## AUSGANGSTEXT
☆ ☆ ☆

Kampagne des EU-Parlaments: Warum Influencer plötzlich Werbung für Europa machen
Appelle statt Modetipps: Internetstars wollen junge Menschen zur Wahl bringen. Davon wollen auch die Parteien profitieren.
Die Internetstars tragen ihn, als wäre gerade nichts angesagter: einen blau-verwaschenen Kapuzenpullover mit zwölf knallgelben Sternen als Aufdruck. Auf Fotos in den sozialen Netzwerken räkeln sie sich mit dem Teil vor der Kamera, kombinieren es nur mit einer schwarzen Strumpfhose. An die sonst so stylische Social-Media-Prominenz erinnert das kaum noch. Doch um Mode soll es hierbei auch nur am Rande gehen.

☆ ☆ ☆

(Dateneinträge)
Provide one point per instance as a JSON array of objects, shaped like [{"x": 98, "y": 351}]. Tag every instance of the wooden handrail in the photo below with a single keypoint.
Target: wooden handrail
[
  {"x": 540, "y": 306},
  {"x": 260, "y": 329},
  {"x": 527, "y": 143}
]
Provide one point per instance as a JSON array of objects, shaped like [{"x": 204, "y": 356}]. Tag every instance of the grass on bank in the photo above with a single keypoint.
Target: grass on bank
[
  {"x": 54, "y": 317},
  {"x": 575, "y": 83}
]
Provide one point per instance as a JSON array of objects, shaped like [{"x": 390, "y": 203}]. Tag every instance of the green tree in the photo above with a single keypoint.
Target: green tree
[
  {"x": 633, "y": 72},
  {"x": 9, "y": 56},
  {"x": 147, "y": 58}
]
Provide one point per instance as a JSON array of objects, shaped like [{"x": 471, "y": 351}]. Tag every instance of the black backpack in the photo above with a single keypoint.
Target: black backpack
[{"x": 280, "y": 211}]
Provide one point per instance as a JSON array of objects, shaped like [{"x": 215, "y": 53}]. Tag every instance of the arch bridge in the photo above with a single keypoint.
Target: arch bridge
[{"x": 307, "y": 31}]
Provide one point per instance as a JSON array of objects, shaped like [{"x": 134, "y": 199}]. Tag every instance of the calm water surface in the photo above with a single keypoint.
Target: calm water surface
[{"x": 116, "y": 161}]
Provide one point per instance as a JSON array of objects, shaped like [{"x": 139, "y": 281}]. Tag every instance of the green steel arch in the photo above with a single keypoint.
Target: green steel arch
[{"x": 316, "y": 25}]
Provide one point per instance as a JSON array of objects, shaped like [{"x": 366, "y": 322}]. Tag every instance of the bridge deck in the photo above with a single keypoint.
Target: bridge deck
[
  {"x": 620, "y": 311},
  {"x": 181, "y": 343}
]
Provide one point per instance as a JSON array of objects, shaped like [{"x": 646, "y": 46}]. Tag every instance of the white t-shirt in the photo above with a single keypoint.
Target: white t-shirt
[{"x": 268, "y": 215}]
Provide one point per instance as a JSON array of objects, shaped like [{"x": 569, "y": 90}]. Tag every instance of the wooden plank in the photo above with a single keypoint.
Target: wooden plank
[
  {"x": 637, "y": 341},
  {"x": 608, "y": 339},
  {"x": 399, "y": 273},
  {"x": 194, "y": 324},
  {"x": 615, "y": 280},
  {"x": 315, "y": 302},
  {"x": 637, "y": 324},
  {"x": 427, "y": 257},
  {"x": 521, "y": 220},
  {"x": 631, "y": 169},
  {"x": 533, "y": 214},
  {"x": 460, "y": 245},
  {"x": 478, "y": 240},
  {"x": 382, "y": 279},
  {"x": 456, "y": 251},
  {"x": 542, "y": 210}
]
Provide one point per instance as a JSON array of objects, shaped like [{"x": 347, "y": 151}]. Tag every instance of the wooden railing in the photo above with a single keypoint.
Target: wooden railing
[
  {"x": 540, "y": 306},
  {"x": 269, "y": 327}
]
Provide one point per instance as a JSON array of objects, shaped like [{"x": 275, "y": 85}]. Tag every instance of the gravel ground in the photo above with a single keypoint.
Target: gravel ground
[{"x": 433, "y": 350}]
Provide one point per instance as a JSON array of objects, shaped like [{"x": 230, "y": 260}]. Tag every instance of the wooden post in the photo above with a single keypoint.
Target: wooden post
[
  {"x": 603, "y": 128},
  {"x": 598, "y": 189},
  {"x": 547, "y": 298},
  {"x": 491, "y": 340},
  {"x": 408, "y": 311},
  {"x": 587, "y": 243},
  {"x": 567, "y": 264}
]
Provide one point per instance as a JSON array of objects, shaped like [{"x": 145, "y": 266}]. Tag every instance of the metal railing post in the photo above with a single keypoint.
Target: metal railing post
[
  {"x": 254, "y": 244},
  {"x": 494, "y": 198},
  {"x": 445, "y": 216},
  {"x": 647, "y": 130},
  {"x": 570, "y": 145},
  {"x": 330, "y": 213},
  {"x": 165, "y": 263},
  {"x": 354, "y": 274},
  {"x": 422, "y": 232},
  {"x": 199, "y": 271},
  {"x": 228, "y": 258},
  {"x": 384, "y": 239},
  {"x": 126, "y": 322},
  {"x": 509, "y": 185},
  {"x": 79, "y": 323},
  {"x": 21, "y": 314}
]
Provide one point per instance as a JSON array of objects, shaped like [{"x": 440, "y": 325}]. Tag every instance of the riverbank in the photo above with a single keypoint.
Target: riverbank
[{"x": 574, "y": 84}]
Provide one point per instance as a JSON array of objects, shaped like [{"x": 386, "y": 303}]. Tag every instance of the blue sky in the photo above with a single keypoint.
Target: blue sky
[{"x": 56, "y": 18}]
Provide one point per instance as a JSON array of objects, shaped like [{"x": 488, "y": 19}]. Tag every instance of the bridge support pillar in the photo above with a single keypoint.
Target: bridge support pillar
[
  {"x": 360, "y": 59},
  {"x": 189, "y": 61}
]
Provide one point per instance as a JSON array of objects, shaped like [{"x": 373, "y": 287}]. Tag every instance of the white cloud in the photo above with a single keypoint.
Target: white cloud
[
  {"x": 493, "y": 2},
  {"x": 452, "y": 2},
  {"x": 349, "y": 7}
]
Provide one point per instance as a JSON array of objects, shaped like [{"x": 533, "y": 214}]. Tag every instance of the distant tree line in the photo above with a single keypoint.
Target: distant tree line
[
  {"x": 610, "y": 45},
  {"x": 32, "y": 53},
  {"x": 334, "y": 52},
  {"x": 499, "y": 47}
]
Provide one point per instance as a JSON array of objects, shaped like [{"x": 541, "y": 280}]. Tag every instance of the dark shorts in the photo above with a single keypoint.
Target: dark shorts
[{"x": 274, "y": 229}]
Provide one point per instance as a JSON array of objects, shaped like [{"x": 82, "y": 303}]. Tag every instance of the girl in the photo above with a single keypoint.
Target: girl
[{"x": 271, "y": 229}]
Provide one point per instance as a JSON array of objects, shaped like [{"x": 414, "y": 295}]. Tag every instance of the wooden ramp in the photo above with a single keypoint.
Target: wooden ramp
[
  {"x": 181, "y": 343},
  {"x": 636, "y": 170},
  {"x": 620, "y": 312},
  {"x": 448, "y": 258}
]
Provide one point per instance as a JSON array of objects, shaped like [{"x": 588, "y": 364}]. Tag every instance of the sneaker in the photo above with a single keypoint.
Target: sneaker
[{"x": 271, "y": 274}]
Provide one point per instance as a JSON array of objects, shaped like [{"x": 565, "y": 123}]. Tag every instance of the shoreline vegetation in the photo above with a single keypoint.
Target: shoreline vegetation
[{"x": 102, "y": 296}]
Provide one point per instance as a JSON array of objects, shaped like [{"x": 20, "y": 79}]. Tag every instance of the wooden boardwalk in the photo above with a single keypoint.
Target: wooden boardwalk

☆ ☆ ☆

## AUFGABENSTELLUNG
1 > Beantworte anhand des Textes über die Influencer-Kampagne des EU-Parlaments diese Fragen:
(a) Wen wollen die Internetstars laut Untertitel zur Wahl bringen?
(b) Wie viele Sterne sind auf den Kapuzenpullover aufgedruckt, und welche Farbe haben sie?
(c) Womit kombinieren die Internetstars den Pullover auf den Fotos?
2 > Setze den Text über die Influencer-Kampagne des EU-Parlaments im Anschluss an seinen letzten Satz fort.

## GELÖSTE AUFGABEN
1 >
(a) Junge Menschen.
(b) Zwölf Sterne, die knallgelb sind.
(c) Nur mit einer schwarzen Strumpfhose.

2 >
Wo sogenannte Influencer sonst Modetipps geben, machen sie derzeit Werbung für die anstehende Europawahl. Und das nicht nur mit einem Pullover. Auf ihren Kanälen bei Instagram, Youtube und Co. erklären sie, wie die EU funktioniert, machen Straßenumfragen und veranstalten Online-Ratespiele. Die Influencer betrachten das als ihre gesellschaftliche Pflicht, wie sie sagen. „Ich möchte erreichen, dass Politik wieder mehr eine Rolle im Alltag der jungen Menschen spielt“, sagt etwa Diana zur Löwen. Schließlich lebe man durch die Algorithmen in den sozialen Netzwerken schnell in seiner eigenen Blase, die einen von relevanten Themen abschotten könne.
Und aus ihrer Sicht passen Mode und Politik durchaus zusammen. „Europa als Fashion-Statement zu inszenieren, wie ich das aktuell mache, wäre eine Möglichkeit“, sagt zur Löwen, der allein auf Instagram fast 750.000 Nutzer folgen. In ihren Videos und Beiträgen spricht die 23-Jährige aber auch ernste Themen an, wie etwa das Werbeverbot bei Abtreibungen.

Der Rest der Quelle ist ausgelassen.